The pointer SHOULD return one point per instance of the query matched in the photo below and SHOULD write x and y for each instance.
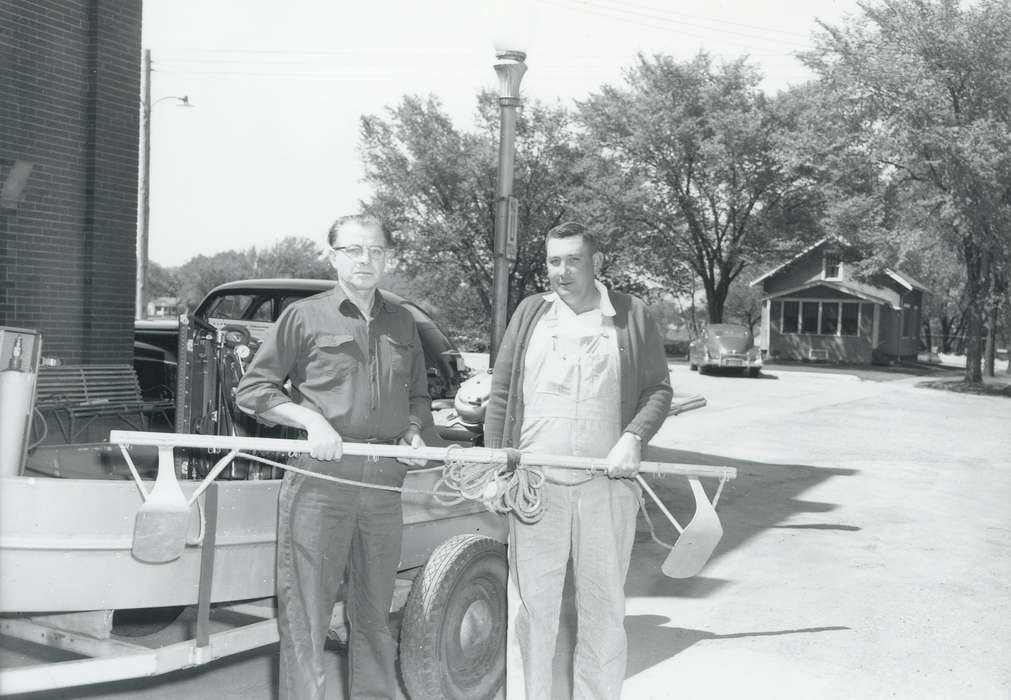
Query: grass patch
==
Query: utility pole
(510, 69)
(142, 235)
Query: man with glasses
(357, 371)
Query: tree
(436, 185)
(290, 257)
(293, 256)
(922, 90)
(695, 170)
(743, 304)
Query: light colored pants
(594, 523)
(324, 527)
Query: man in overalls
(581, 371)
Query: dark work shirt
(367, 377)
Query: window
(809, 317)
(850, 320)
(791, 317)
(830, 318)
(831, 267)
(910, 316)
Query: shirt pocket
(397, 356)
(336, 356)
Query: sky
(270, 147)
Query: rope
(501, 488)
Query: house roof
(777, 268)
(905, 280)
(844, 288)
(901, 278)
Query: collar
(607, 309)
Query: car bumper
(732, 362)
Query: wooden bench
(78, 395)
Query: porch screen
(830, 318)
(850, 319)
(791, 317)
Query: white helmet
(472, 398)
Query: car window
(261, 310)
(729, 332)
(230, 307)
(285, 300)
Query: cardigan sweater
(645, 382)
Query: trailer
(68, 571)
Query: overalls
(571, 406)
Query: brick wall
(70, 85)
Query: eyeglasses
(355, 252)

### Problem details
Starting with the line that contains "The pointer SHOULD" and finishing with the line that contains "Query: grass patch", reproduce every line of the material above exactly, but not the pictures.

### Answer below
The pointer SHOULD return one point per instance of the query matched in the photo below and SHOULD write x and y for each instance.
Query: grass patch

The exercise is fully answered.